**Recorded data**
━━━━━━━━━━━━━━━━
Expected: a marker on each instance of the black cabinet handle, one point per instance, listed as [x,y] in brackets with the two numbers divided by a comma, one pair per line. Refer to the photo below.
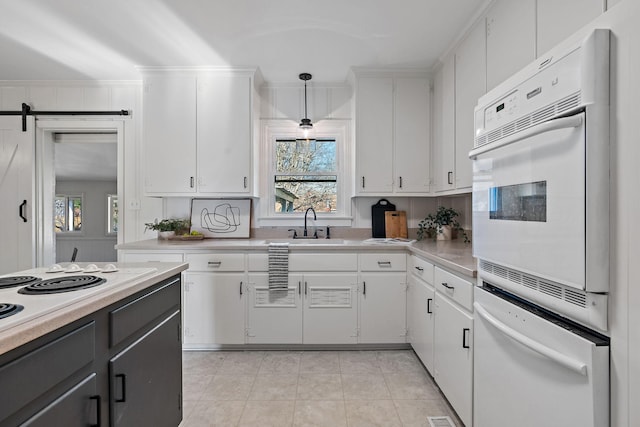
[21,211]
[124,388]
[98,400]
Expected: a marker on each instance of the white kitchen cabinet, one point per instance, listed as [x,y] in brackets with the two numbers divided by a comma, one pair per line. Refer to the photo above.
[382,306]
[470,84]
[330,308]
[557,20]
[421,310]
[392,133]
[224,133]
[214,309]
[453,350]
[274,317]
[444,126]
[197,131]
[169,134]
[511,38]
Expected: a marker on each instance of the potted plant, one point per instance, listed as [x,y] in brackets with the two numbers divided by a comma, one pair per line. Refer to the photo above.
[442,225]
[169,227]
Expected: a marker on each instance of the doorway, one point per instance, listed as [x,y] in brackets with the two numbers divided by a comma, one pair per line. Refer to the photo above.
[80,189]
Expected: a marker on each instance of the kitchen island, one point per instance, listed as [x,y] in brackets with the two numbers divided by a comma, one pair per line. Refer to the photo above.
[109,357]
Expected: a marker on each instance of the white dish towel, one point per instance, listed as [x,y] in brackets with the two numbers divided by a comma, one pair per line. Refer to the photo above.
[278,266]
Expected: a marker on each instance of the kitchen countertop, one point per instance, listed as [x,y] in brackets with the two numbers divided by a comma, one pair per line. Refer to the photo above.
[452,254]
[37,327]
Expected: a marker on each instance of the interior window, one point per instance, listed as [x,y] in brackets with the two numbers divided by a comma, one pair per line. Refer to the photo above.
[306,175]
[67,213]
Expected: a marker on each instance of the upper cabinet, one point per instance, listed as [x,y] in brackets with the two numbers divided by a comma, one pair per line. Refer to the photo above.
[511,38]
[197,132]
[392,133]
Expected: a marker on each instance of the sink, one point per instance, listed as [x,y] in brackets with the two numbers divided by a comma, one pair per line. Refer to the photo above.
[307,241]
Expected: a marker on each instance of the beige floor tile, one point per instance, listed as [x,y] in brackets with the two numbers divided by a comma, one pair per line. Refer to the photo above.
[369,413]
[209,413]
[242,362]
[319,413]
[228,387]
[399,361]
[194,385]
[359,362]
[268,414]
[414,413]
[320,362]
[364,387]
[412,386]
[319,387]
[274,387]
[280,362]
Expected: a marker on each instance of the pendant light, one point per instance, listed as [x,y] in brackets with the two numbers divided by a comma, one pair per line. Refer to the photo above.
[305,124]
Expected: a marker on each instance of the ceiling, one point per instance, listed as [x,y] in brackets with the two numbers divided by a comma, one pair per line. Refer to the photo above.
[80,39]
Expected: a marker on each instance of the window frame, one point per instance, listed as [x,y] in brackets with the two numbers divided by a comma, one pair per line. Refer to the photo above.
[274,130]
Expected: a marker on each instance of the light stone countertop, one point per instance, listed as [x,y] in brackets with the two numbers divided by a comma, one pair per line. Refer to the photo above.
[454,255]
[25,332]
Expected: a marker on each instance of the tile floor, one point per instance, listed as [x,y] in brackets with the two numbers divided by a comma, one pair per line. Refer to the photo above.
[309,388]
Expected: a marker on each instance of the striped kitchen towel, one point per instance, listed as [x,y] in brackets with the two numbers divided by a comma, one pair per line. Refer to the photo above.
[278,266]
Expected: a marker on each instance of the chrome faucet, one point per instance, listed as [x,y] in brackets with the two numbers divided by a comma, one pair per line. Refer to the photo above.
[304,232]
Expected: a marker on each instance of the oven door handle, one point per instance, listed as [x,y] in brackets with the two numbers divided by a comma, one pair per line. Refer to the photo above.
[561,123]
[556,356]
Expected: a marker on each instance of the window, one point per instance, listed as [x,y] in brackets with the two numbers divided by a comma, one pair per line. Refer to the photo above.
[67,213]
[112,213]
[306,175]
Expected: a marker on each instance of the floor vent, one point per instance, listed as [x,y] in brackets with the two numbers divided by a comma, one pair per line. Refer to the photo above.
[440,422]
[545,113]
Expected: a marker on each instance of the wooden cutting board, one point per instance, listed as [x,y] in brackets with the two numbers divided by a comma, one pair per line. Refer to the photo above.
[396,224]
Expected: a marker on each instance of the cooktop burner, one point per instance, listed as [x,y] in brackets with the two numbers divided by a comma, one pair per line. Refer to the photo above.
[62,284]
[7,310]
[10,282]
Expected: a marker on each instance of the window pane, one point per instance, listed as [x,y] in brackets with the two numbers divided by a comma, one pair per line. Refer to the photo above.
[301,156]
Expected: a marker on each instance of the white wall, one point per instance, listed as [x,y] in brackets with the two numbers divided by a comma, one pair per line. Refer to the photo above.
[92,242]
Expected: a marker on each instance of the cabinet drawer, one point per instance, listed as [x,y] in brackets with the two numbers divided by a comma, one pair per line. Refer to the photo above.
[258,262]
[132,317]
[215,262]
[152,256]
[33,374]
[456,288]
[383,262]
[323,262]
[421,268]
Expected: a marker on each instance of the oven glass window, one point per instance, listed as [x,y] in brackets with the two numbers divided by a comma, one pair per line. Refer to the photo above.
[520,202]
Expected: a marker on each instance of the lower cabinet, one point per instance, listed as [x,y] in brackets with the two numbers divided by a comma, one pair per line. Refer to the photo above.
[143,391]
[214,309]
[382,303]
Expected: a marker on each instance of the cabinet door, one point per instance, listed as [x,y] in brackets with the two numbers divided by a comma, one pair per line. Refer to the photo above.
[470,85]
[443,121]
[224,133]
[330,313]
[214,309]
[557,20]
[421,319]
[146,390]
[382,304]
[274,317]
[411,135]
[374,135]
[511,37]
[453,355]
[169,132]
[76,407]
[16,190]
━━━━━━━━━━━━━━━━
**Instructions for the task**
In the transcription, every picture is to be excluded and the records above given again exactly.

**Answer for this exercise**
Expected: a marker on each instance of the black cabinet handle, one point per instance, listed as [x,y] in brackets with the two numbers divided by a comma, one pair per line. Refer to the photo below.
[21,211]
[124,388]
[98,400]
Expected: a marker on each instance of the white kitchen cabinet, one point per instance, listed as [x,y] in brackets with the two numbers divided by a comma, one pair per line. Refer to the photo above.
[382,306]
[470,84]
[330,308]
[557,20]
[421,310]
[392,133]
[224,133]
[214,309]
[453,350]
[274,317]
[444,126]
[197,131]
[169,134]
[511,38]
Expected: a marker on each instance of the potted plant, one point per instance, listed as [x,y] in brackets with the two numbers divided by a comma, one pair per line. Refer to the photo above.
[442,225]
[169,227]
Expected: a marker on each instance of the doorway, one point per instance, listed as [x,y] in brackets with the two numbers divided by a comma, one pair per line. Refer to the photo above.
[80,189]
Expected: a marker on each instance of the kitchen island, one point per instance, listed as [x,y] in brackets with the two numbers divided by a comma, one pair per line. Refer to the photo above.
[109,357]
Expected: a marker on each instance of the white dish towel, one point per instance, listed as [x,y] in brackets with the two numbers divided by a comma, one pair per line. Refer to the photo above.
[278,266]
Expected: a marker on each instance of the kitchen countertop, one point per instance, listed as [x,y] in brackets with the two numbers divided by a comma, one pair per line. Refer to the photo above.
[452,254]
[37,327]
Expected: a marker on each instance of the interior window, one point per instance, listed as [x,y] in brackets with the two numbers divided by a comma, one pair per line. Refer to the photo above.
[306,175]
[67,213]
Expected: a marker on each instance of the upper cabinet, one point per instance, listed as [x,y] in brackets with the two numbers divided by a comma, one pair per line. Refer to the photo above.
[511,38]
[197,132]
[392,133]
Expected: a marker on each instance of the sink, one point per instance, listed as [x,y] in brackets with the two numbers divided by a comma, one pair per line. Refer to the photo above.
[307,241]
Expected: a marker on each instance of the beige floor tile, one point per instance, listed as [x,y] in brackets with the two numbers divided by a comma, one pair per line. Refer to the photo above.
[369,413]
[209,413]
[242,362]
[319,413]
[228,387]
[399,361]
[194,385]
[359,362]
[268,414]
[414,413]
[320,362]
[364,387]
[412,386]
[319,387]
[274,387]
[280,362]
Expected: a marker on each instance of the pendant light, one point per instance, listed as [x,y] in brackets with the two numbers divided by a comma, one pair per line. Refer to the photo above.
[305,124]
Expected: a marker on each instance of the ceiling, one point per instance, listed as [x,y] in brackets with the two numbers divided by a comma, one pair per line. Refer to the photo above.
[80,39]
Expected: a marker on each instance of the window frame, one point per instance, listed as [x,y] in brackets with the two numbers divided by a comma, one pair per line. Refer to the photo above.
[274,130]
Expected: a marker on each instance of the light stone countertop, one point per instance, listed as [x,y] in brackets with the two numbers divided by a comma, one pair per line. Refer to the photo above.
[454,255]
[25,332]
Expected: a marker on each instance of the tile floor, one point per instance, listed as [x,y] in brackets with the two numbers divided by a comma, one pair per line. Refer to the photo above.
[309,388]
Expected: a marker on each instance of the striped kitchen towel, one point per instance, listed as [x,y] in brackets with the two numbers divided by a comma, one pair per line. Refer to the photo above.
[278,266]
Expected: a marker on each instance of the chrome faucet, one point per instance, listed as [x,y] in brackets with the two numbers divided by a comma, one pair per line. Refer to the photo above.
[304,232]
Expected: a marker on each instance of the oven door handle, one point per instance, listed as [x,y] in brackets with the two numbers divided by a comma, one pair per line. Refer to the photo above.
[561,123]
[556,356]
Expected: a marker on each instance of the window, one point per instance, listed as [x,y] in brackets with the two numbers divided by a comma, one pair per line. Refer to the photo above.
[67,213]
[112,213]
[306,175]
Expected: a marker on each instance of the floor vent, one point per instance, listed as [x,y] in brackets with the two numbers divided by a comma, one pair per line. Refer to the photo above.
[440,422]
[545,113]
Expected: a marker on each instance of the wooden cutting board, one point per instance, listed as [x,y] in brackets with the two numbers divided by a comma, one pair per line. Refer to the photo above.
[396,224]
Expected: a marker on each instance of the cooktop burner, one point per instance, listed as [x,y] in brackets with the two numbers divided by a comma, one pair per line. Refer to the photo above.
[62,284]
[7,310]
[10,282]
Expected: a marker on each instance of the window pane, one point per instance, listed as [x,y] in brackets with the two numbers divided by a comma, one pair per line. Refer to the photo above.
[301,156]
Expected: a marker on each instance of the white wall, one point per instance, listed as [x,y] in brackets with the two numbers divided by a comma, one pair per line. Refer to the photo above.
[92,242]
Expected: a marker on each instance of the cabinet drawer, one point per instance, listed as [x,y] in brackets with the two numbers divided by a comma, one pair per line. Refer to the photo above.
[258,262]
[132,317]
[215,262]
[152,256]
[33,374]
[456,288]
[383,262]
[323,262]
[421,268]
Expected: a marker on each instance of the oven glass window, one point per instance, listed as [x,y] in brackets with the two numbers divided by a comma, one pair per line. Refer to the photo above.
[520,202]
Expected: a marker on each instance of the lower cabinet, one point per instance, listed as [x,y] in brackets with the two numbers divided by a comma, one pair per line. Refer to the photo above.
[143,391]
[214,309]
[382,303]
Expected: a marker on each instance of the cabinet door, one point per instance, listed as [x,y] in brackets with the two numbers divided by a comma, one pair per line. Refer to the photo above.
[470,85]
[443,121]
[224,133]
[330,313]
[214,309]
[557,20]
[421,319]
[146,390]
[382,304]
[274,317]
[411,135]
[374,135]
[511,37]
[453,355]
[169,132]
[76,407]
[16,190]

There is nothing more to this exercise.